▶ [Description of the task]: Only the lines from the one with "Tag the stitched" to the end of the data below should be given again, exactly as written.

..........

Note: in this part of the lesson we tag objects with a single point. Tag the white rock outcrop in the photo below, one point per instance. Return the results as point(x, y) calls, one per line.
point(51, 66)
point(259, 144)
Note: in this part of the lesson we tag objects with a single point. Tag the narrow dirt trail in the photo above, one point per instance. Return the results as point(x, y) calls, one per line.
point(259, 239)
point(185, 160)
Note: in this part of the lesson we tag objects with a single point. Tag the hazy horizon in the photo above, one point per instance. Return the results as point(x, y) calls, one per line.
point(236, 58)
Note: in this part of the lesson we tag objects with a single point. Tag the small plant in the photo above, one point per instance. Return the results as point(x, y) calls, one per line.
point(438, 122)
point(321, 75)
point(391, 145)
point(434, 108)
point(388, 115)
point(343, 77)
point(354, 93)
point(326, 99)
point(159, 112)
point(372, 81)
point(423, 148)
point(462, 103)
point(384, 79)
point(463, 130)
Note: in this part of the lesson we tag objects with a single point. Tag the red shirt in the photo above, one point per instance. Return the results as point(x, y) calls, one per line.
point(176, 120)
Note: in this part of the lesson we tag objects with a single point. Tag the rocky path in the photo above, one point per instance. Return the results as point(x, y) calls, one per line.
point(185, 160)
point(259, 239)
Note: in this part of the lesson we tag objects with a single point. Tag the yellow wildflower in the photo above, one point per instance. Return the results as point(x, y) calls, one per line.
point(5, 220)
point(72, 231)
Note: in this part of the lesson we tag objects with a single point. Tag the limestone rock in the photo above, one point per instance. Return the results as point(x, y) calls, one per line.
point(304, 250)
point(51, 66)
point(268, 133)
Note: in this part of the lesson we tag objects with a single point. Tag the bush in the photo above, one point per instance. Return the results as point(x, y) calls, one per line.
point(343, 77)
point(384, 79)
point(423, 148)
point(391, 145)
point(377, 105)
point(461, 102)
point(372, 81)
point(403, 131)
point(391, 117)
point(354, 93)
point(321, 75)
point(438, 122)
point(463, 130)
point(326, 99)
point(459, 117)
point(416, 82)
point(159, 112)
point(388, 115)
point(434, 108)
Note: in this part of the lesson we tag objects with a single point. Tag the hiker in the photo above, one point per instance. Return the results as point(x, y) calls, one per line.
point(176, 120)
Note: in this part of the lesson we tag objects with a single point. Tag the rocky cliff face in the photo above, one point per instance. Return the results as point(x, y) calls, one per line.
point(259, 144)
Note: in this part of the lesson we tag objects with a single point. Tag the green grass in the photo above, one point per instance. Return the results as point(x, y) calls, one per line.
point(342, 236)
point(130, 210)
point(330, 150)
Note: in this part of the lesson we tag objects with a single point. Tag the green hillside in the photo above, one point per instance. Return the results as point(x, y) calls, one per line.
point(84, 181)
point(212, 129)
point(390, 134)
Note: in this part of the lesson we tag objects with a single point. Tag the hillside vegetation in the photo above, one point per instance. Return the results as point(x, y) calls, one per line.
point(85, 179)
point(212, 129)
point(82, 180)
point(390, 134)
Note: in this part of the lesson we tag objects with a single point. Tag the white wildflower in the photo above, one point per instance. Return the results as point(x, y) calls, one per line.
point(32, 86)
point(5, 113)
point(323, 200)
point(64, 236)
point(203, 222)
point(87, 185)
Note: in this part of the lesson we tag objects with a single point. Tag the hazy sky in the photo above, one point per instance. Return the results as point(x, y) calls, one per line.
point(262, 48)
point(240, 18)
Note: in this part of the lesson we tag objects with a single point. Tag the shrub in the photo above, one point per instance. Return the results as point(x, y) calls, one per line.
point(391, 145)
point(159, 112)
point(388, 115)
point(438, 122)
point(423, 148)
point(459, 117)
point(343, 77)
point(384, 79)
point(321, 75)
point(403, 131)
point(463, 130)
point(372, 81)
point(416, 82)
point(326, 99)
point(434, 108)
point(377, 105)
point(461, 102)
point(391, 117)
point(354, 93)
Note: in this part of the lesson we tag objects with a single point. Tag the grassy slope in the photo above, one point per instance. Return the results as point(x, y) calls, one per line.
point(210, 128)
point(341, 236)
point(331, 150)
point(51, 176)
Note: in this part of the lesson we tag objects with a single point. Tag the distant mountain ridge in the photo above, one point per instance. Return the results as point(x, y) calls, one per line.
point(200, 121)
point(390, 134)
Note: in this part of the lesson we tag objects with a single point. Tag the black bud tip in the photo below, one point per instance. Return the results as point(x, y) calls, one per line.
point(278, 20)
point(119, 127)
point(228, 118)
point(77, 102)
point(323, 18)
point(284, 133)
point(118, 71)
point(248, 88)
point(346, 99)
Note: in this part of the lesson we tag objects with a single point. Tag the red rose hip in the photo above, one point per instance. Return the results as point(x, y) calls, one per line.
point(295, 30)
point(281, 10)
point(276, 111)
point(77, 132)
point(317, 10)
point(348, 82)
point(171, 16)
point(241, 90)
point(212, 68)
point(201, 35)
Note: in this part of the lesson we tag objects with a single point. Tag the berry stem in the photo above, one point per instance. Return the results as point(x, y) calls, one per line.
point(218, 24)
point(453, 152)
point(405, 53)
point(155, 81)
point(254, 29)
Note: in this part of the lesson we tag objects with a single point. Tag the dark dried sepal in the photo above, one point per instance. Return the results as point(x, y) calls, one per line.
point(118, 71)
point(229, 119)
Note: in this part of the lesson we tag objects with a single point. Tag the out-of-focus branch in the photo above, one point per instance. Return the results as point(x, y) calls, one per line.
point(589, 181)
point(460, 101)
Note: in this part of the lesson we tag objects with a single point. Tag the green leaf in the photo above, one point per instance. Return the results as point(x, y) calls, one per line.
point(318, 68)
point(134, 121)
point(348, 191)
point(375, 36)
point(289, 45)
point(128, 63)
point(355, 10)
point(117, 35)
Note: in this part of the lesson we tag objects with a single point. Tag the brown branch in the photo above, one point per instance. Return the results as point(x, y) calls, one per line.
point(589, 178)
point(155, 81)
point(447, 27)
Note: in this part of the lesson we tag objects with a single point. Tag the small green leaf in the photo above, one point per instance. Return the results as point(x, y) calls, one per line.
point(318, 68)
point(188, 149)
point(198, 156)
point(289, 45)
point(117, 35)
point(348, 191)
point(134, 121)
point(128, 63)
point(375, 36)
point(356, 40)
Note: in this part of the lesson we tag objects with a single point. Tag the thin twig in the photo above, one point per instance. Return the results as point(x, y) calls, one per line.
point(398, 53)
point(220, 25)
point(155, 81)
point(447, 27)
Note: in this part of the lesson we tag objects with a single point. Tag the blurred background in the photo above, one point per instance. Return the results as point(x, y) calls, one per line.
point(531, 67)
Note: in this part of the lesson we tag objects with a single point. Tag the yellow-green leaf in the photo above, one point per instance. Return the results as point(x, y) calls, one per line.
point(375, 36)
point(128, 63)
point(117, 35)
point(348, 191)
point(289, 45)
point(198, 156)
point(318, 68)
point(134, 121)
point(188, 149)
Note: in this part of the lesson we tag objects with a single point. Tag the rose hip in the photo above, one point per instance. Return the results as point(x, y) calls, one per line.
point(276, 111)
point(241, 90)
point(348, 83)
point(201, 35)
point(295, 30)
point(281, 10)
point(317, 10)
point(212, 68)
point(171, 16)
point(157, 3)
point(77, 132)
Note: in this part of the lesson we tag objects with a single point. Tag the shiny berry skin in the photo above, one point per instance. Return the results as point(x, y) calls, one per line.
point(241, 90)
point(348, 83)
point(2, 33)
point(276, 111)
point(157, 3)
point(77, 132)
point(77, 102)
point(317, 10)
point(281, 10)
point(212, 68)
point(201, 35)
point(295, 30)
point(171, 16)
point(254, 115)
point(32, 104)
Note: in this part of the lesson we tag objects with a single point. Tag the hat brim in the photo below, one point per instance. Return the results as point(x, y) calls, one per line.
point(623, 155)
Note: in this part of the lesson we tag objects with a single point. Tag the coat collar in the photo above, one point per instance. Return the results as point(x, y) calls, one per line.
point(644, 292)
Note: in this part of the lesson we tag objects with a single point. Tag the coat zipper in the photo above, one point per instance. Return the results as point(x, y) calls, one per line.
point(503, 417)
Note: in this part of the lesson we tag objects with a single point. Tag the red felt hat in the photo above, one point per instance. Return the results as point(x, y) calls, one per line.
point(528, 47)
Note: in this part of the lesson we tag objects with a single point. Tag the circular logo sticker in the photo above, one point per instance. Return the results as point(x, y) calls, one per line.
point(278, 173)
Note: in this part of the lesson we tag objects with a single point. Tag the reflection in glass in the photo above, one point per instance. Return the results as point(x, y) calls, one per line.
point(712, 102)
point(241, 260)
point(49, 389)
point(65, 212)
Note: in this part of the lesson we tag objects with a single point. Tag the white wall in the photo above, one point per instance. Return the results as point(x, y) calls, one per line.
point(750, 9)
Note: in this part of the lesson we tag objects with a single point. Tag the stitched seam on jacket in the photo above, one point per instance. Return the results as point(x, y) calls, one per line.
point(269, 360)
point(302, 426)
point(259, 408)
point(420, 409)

..........

▶ [Response]:
Note: in this part of the lesson we tag objects with a single point. Tag the stitched seam on jacket in the photo above, one point per instance. Return the results as point(x, y) calls, one per line.
point(269, 360)
point(302, 426)
point(259, 408)
point(420, 409)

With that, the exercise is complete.